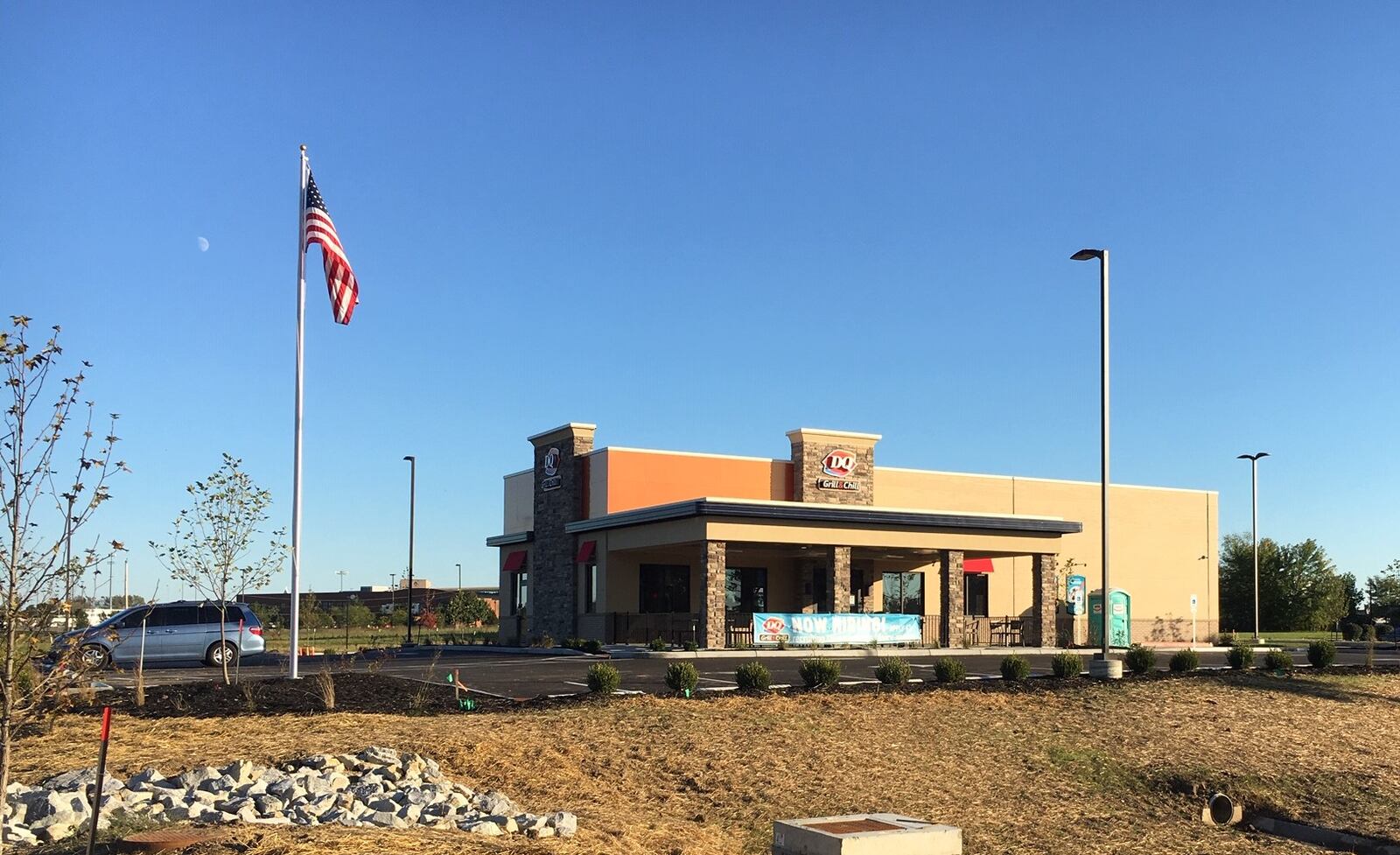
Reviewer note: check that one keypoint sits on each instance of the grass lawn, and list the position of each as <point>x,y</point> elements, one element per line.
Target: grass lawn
<point>1094,768</point>
<point>333,641</point>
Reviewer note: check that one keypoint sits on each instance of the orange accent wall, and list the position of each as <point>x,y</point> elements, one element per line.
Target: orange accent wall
<point>643,479</point>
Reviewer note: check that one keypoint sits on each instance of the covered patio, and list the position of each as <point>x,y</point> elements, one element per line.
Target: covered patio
<point>697,571</point>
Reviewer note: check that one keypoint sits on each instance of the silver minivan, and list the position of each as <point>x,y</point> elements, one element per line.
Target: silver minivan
<point>182,631</point>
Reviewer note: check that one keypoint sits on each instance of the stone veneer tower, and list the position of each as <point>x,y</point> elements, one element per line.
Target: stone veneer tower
<point>835,467</point>
<point>559,500</point>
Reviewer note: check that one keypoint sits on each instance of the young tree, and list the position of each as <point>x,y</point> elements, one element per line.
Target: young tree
<point>42,508</point>
<point>1351,593</point>
<point>1298,585</point>
<point>466,607</point>
<point>1383,592</point>
<point>214,543</point>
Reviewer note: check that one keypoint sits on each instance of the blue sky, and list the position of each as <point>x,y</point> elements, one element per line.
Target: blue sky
<point>702,226</point>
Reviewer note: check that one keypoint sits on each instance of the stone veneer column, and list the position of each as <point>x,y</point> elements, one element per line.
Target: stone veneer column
<point>951,598</point>
<point>711,613</point>
<point>1045,589</point>
<point>553,585</point>
<point>839,577</point>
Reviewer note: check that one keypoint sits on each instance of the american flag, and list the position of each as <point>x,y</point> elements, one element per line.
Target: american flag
<point>340,282</point>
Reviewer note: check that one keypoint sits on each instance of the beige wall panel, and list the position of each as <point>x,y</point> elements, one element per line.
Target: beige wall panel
<point>597,485</point>
<point>520,502</point>
<point>942,492</point>
<point>1157,542</point>
<point>660,535</point>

(Task description): Set every entry down again word for word, but not the pictures.

(Written solution):
Reviewer note: check that one keypoint sits on each instance of the grass lawn, and list the position of each as <point>x,y</point> elements, one element per line.
Target: grass lawn
<point>1094,768</point>
<point>333,641</point>
Reviewer note: check that one keypoint sits on each instance of the orange accent wall, and list the position of each as <point>x,y</point> elements, one element per line.
Target: orange accent wall
<point>643,479</point>
Reviewer note: check that one keypoint sits on each instance of the covered patio, and list the position of each as <point>x,y</point> elements, one element per line.
Target: covered patio
<point>697,571</point>
Reviewer note: check that one keypoint sits on each instance of the silver minivan, and list the position of each as <point>x,y</point> elements, one element per line.
Target: silver minivan
<point>182,631</point>
Reviewer note: check that one keypoint sits on each instance of the stone veneer tower, and list the position of each as <point>x,y</point> elements, one element per line.
Target: stone veneer tower
<point>835,467</point>
<point>559,500</point>
Reviewer note: check that one keypoint sits on each instance of the young tree, and list the position of each as <point>x,y</point> elements, one element per line.
Target: young tree
<point>42,508</point>
<point>1351,593</point>
<point>1298,585</point>
<point>466,607</point>
<point>1383,592</point>
<point>214,543</point>
Reviewer note: check that one keypoint sits on each instance of the blue sky, and list the position of each as <point>x,y</point> elements, one element per line.
Target: blue sky
<point>702,226</point>
Reviewer note: check that one keypoint sits on each instance of the stone veneer column, and list the position of each as <point>x,y</point> elements, one element per line.
Target: stone veneer column
<point>951,598</point>
<point>711,613</point>
<point>1045,589</point>
<point>553,585</point>
<point>839,577</point>
Reviewer note: check that one keypoint sits on each instance of the american flag, and list the position of each as <point>x,y</point> elements, one element per line.
Target: american flag
<point>340,282</point>
Reviewer note: check that one keypoint sits on each instance of the beige wall panel, and list the position of each as <point>x,y</point> elements, one element per line.
Target: beige wall panel
<point>597,485</point>
<point>520,502</point>
<point>942,492</point>
<point>1157,542</point>
<point>660,535</point>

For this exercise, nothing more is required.